Exercise objective
Apart from the pictures, every entry below must be given again exactly.

--- Records provided Enclosed Below ---

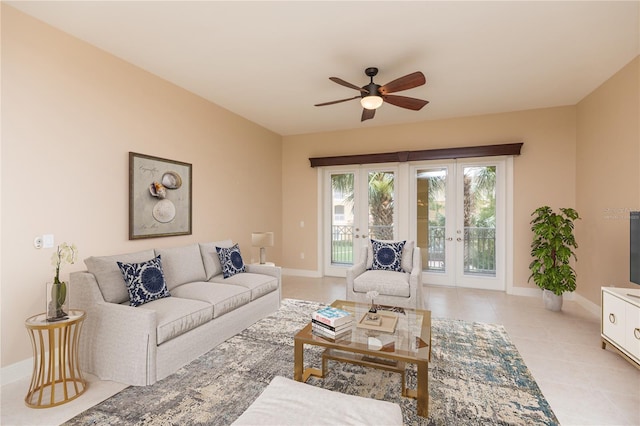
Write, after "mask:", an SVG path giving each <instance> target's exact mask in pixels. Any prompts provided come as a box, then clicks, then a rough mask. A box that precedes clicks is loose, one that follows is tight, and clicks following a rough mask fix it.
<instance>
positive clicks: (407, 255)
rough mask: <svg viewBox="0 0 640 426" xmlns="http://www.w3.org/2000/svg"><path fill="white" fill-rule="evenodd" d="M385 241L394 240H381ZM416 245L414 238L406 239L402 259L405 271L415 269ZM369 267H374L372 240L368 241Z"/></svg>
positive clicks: (368, 267)
mask: <svg viewBox="0 0 640 426" xmlns="http://www.w3.org/2000/svg"><path fill="white" fill-rule="evenodd" d="M379 241H382V242H385V243H392V242H394V241H392V240H379ZM415 247H416V242H415V241H413V240H410V241H406V242H405V244H404V247H403V248H402V261H401V266H402V270H403V271H404V272H411V270H412V269H413V249H414V248H415ZM366 266H367V269H372V266H373V246H372V245H371V240H369V242H368V243H367V265H366Z"/></svg>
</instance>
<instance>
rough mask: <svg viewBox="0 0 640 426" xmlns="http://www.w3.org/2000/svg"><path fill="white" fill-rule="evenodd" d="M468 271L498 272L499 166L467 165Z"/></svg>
mask: <svg viewBox="0 0 640 426" xmlns="http://www.w3.org/2000/svg"><path fill="white" fill-rule="evenodd" d="M463 185H464V205H463V209H464V273H465V274H473V275H488V276H494V277H495V275H496V167H495V166H483V167H475V166H471V167H465V168H464V180H463Z"/></svg>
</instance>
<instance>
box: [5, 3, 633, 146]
mask: <svg viewBox="0 0 640 426" xmlns="http://www.w3.org/2000/svg"><path fill="white" fill-rule="evenodd" d="M7 3H9V4H10V5H12V6H14V7H16V8H17V9H20V10H22V11H23V12H25V13H27V14H29V15H32V16H34V17H36V18H38V19H41V20H43V21H45V22H47V23H49V24H51V25H53V26H55V27H57V28H60V29H61V30H63V31H66V32H68V33H70V34H72V35H74V36H76V37H78V38H80V39H82V40H85V41H87V42H88V43H91V44H93V45H95V46H97V47H99V48H101V49H104V50H106V51H108V52H111V53H112V54H114V55H116V56H118V57H120V58H122V59H124V60H126V61H128V62H130V63H132V64H135V65H137V66H139V67H141V68H143V69H145V70H148V71H150V72H151V73H153V74H156V75H158V76H160V77H162V78H164V79H166V80H169V81H171V82H173V83H175V84H176V85H178V86H181V87H183V88H185V89H187V90H189V91H191V92H193V93H196V94H198V95H200V96H202V97H204V98H206V99H208V100H210V101H211V102H214V103H216V104H218V105H220V106H222V107H224V108H226V109H228V110H230V111H233V112H235V113H237V114H239V115H241V116H243V117H246V118H247V119H249V120H251V121H253V122H256V123H258V124H260V125H262V126H264V127H266V128H268V129H270V130H272V131H274V132H276V133H279V134H281V135H291V134H300V133H310V132H319V131H328V130H340V129H350V128H362V127H372V126H380V125H387V124H394V123H408V122H416V121H424V120H433V119H442V118H448V117H459V116H467V115H477V114H486V113H495V112H506V111H516V110H524V109H530V108H541V107H549V106H559V105H574V104H576V103H577V102H578V101H580V100H581V99H582V98H583V97H584V96H585V95H587V94H589V93H590V92H591V91H592V90H593V89H595V88H596V87H598V86H599V85H600V84H602V83H603V82H604V81H605V80H606V79H607V78H609V77H610V76H612V75H613V74H614V73H615V72H617V71H618V70H619V69H620V68H622V67H623V66H624V65H626V64H627V63H628V62H629V61H631V60H632V59H633V58H634V57H635V56H636V55H638V54H640V30H639V28H640V23H639V17H640V8H639V5H640V2H638V1H621V2H616V1H566V2H560V1H498V2H486V1H471V2H462V1H442V2H439V1H409V2H399V1H353V2H345V1H318V2H315V1H276V2H273V1H258V2H246V1H234V2H222V1H193V2H190V1H167V2H160V1H104V2H97V1H71V2H61V1H44V2H35V1H21V2H7ZM370 66H375V67H378V68H379V69H380V72H379V74H378V76H377V77H376V78H375V79H374V81H375V82H376V83H378V84H384V83H387V82H388V81H390V80H393V79H396V78H398V77H400V76H403V75H405V74H409V73H411V72H414V71H422V72H423V73H424V74H425V75H426V77H427V84H426V85H424V86H421V87H418V88H414V89H411V90H408V91H404V92H400V93H398V94H400V95H405V96H411V97H417V98H423V99H427V100H429V101H430V103H429V104H428V105H427V106H426V107H424V108H423V109H422V110H421V111H418V112H415V111H410V110H406V109H401V108H398V107H395V106H393V105H389V104H386V105H383V106H382V107H381V108H380V109H379V110H378V111H377V113H376V117H375V118H374V119H373V120H369V121H366V122H364V123H361V122H360V114H361V111H362V110H361V107H360V105H359V102H358V101H357V100H353V101H349V102H344V103H340V104H336V105H331V106H324V107H314V106H313V105H314V104H316V103H320V102H326V101H332V100H337V99H344V98H347V97H351V96H355V95H357V92H356V91H354V90H352V89H349V88H346V87H343V86H340V85H338V84H335V83H333V82H331V81H330V80H329V79H328V78H329V77H330V76H336V77H340V78H342V79H344V80H346V81H348V82H351V83H353V84H355V85H357V86H363V85H365V84H367V83H368V82H369V80H368V77H366V76H365V75H364V69H365V68H366V67H370Z"/></svg>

--- End of Enclosed Records provided ---

Result
Write, after "mask:", an SVG path giving each <instance> target's exact mask in pixels. Any prompts provided come as a box, then clicks, then a rough mask. A box that precedes clicks is loose, one that follows is tight, and clicks following a rough mask fix it.
<instance>
positive clicks: (407, 255)
rough mask: <svg viewBox="0 0 640 426" xmlns="http://www.w3.org/2000/svg"><path fill="white" fill-rule="evenodd" d="M385 241L394 240H381ZM416 245L414 238L406 239L402 259L405 271L415 269ZM369 267H374L372 240L368 241Z"/></svg>
positive clicks: (368, 267)
mask: <svg viewBox="0 0 640 426" xmlns="http://www.w3.org/2000/svg"><path fill="white" fill-rule="evenodd" d="M379 241H382V242H385V243H392V242H394V241H392V240H379ZM415 247H416V242H415V241H413V240H410V241H406V242H405V244H404V247H403V248H402V261H401V266H402V270H403V271H404V272H411V270H412V269H413V249H414V248H415ZM366 266H367V269H372V266H373V246H372V245H371V240H369V242H368V243H367V265H366Z"/></svg>
</instance>
<instance>
rough mask: <svg viewBox="0 0 640 426" xmlns="http://www.w3.org/2000/svg"><path fill="white" fill-rule="evenodd" d="M468 271L498 272L499 166L467 165Z"/></svg>
mask: <svg viewBox="0 0 640 426" xmlns="http://www.w3.org/2000/svg"><path fill="white" fill-rule="evenodd" d="M463 185H464V205H463V209H464V273H465V274H473V275H488V276H494V277H495V275H496V167H495V166H483V167H475V166H471V167H465V168H464V180H463Z"/></svg>
</instance>
<instance>
box: [5, 3, 633, 146]
mask: <svg viewBox="0 0 640 426" xmlns="http://www.w3.org/2000/svg"><path fill="white" fill-rule="evenodd" d="M7 3H9V4H10V5H12V6H14V7H16V8H17V9H20V10H22V11H23V12H25V13H27V14H29V15H32V16H34V17H36V18H38V19H41V20H43V21H45V22H47V23H49V24H51V25H53V26H55V27H57V28H60V29H61V30H63V31H66V32H68V33H70V34H72V35H74V36H76V37H78V38H80V39H82V40H85V41H87V42H88V43H91V44H93V45H95V46H97V47H99V48H101V49H104V50H106V51H108V52H111V53H112V54H114V55H116V56H118V57H120V58H122V59H124V60H126V61H128V62H130V63H132V64H135V65H137V66H139V67H141V68H143V69H145V70H148V71H150V72H151V73H153V74H156V75H158V76H160V77H162V78H164V79H166V80H169V81H171V82H173V83H175V84H176V85H178V86H181V87H183V88H185V89H187V90H189V91H191V92H193V93H196V94H198V95H200V96H202V97H204V98H206V99H208V100H210V101H211V102H214V103H216V104H218V105H220V106H222V107H224V108H226V109H228V110H230V111H233V112H235V113H237V114H239V115H241V116H243V117H246V118H247V119H249V120H251V121H253V122H256V123H258V124H260V125H262V126H264V127H266V128H268V129H270V130H272V131H274V132H276V133H279V134H281V135H291V134H300V133H310V132H319V131H328V130H340V129H350V128H362V127H372V126H380V125H387V124H394V123H408V122H416V121H424V120H433V119H442V118H448V117H459V116H467V115H477V114H486V113H495V112H506V111H516V110H524V109H530V108H541V107H549V106H559V105H574V104H576V103H577V102H578V101H580V100H581V99H582V98H583V97H584V96H585V95H587V94H589V93H590V92H591V91H592V90H593V89H595V88H596V87H598V86H599V85H600V84H602V83H603V82H604V81H605V80H606V79H607V78H609V77H610V76H612V75H613V74H614V73H615V72H617V71H618V70H619V69H620V68H622V67H623V66H624V65H626V64H627V63H628V62H629V61H631V60H632V59H633V58H634V57H635V56H636V55H638V54H640V30H639V28H640V23H639V17H640V8H639V5H640V2H638V1H621V2H616V1H566V2H560V1H498V2H486V1H471V2H462V1H442V2H439V1H409V2H399V1H353V2H345V1H318V2H315V1H276V2H273V1H258V2H246V1H234V2H222V1H193V2H190V1H167V2H160V1H104V2H97V1H71V2H61V1H44V2H35V1H21V2H7ZM370 66H375V67H378V68H379V69H380V72H379V74H378V76H377V77H376V78H375V79H374V81H375V82H376V83H378V84H384V83H387V82H388V81H390V80H393V79H396V78H398V77H400V76H403V75H405V74H409V73H411V72H414V71H422V72H423V73H424V74H425V75H426V77H427V84H426V85H424V86H421V87H418V88H414V89H411V90H408V91H404V92H400V93H398V94H400V95H405V96H411V97H417V98H423V99H427V100H429V101H430V103H429V104H428V105H427V106H426V107H424V108H423V109H422V110H421V111H418V112H415V111H410V110H406V109H401V108H398V107H395V106H393V105H389V104H386V105H383V106H382V107H381V108H380V109H379V110H378V111H377V113H376V117H375V118H374V119H373V120H369V121H366V122H364V123H361V122H360V114H361V111H362V110H361V107H360V105H359V102H358V101H357V100H353V101H349V102H344V103H340V104H336V105H331V106H324V107H314V106H313V105H314V104H316V103H320V102H326V101H332V100H337V99H344V98H347V97H351V96H355V95H357V92H356V91H354V90H352V89H349V88H346V87H343V86H340V85H338V84H335V83H333V82H331V81H330V80H329V79H328V78H329V77H330V76H336V77H340V78H342V79H344V80H346V81H348V82H351V83H353V84H355V85H357V86H363V85H365V84H367V83H368V82H369V80H368V77H366V76H365V75H364V69H365V68H366V67H370Z"/></svg>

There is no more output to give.